Tout cela n’est pas sans me rappeler le jeu du « Qui perd gagne » quand Jésus nous rappelle que celui qui donne sa vie la gagnera en vie éternelle. « Qui perd gagne », ce jeu où les règles sont inversées et où le perdant gagne la partie. N’est-ce pas un peu notre chemin ? Aux yeux des hommes, nous semblerons toujours y perdre en donnant, mais aux yeux de Dieu, nous serons les gagnants. Car la nouvelle règle du jeu de Jésus est à l’opposé des règles de nos sociétés : ce qui est fou pour les hommes, c’est ce qui est sage pour Dieu. 

Et c’est peut-être là qu’il faut chercher le sens de l’Alliance nouvelle que Dieu veut conclure avec nous, comme le rappelait Isaïe dans la première lecture. La Loi nouvelle qu’il veut mettre au plus profond de nous-mêmes et l’inscrire sur notre cœur : la Sagesse de l’Évangile révélée par Jésus.

◆ **Lignes**
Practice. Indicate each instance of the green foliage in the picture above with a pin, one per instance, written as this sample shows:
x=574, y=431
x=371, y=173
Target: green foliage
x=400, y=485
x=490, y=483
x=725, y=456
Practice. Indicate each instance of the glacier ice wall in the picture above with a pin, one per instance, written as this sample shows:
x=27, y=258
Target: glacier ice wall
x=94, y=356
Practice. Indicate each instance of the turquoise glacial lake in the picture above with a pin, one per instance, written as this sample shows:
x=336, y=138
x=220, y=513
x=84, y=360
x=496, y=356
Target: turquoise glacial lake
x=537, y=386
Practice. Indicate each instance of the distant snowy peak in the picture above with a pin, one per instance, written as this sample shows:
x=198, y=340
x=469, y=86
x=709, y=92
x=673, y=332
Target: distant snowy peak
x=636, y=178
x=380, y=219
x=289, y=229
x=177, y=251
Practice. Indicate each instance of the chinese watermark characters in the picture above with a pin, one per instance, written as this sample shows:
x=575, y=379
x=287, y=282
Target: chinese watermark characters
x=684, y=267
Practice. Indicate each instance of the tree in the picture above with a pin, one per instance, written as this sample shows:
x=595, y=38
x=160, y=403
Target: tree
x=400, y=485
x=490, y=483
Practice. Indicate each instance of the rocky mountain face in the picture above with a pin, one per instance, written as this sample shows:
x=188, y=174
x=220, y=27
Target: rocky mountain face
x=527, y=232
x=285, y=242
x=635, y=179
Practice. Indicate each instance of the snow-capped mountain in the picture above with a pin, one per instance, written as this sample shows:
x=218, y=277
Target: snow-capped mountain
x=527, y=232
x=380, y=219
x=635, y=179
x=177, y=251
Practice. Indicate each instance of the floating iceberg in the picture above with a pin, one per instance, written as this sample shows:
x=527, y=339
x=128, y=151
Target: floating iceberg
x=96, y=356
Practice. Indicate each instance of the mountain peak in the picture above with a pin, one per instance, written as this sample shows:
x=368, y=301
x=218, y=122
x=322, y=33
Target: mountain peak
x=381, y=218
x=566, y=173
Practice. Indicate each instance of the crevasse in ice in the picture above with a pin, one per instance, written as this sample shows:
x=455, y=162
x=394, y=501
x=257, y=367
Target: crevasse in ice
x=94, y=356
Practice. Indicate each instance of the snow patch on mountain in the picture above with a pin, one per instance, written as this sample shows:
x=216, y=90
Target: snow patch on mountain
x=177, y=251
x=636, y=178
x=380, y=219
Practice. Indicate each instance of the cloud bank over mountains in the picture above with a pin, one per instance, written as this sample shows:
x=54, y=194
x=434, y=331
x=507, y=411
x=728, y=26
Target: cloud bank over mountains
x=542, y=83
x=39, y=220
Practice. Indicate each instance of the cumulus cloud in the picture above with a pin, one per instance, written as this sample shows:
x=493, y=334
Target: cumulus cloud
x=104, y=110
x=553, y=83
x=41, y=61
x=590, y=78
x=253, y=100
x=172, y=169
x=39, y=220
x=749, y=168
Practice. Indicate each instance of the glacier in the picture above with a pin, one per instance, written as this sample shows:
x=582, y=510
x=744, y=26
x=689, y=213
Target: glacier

==

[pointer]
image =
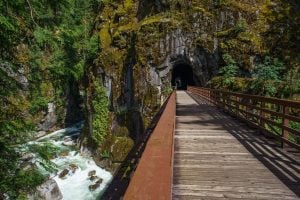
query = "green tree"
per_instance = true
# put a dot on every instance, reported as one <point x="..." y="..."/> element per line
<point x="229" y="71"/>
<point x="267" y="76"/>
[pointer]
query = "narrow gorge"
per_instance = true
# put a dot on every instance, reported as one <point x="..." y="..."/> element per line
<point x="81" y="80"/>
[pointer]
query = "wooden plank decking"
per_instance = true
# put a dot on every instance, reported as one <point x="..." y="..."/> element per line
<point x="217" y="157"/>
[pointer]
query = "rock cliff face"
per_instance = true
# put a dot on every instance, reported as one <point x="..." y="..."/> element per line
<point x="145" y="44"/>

◆ **Consigne**
Selon le passage fourni, pourquoi ceux qui donnent, tout en semblant y perdre aux yeux des hommes, seront-ils les gagnants aux yeux de Dieu ? Répondez en une à trois phrases. Appuyez-vous uniquement sur le passage fourni.

◆ **Réponse rédigée**
Parce que la nouvelle règle du jeu de Jésus est à l'opposé des règles de nos sociétés : ce qui est fou pour les hommes est sage pour Dieu. Comme dans le jeu du « Qui perd gagne », où le perdant gagne la partie, donner apparaît comme une perte aux yeux des hommes mais devient un gain aux yeux de Dieu.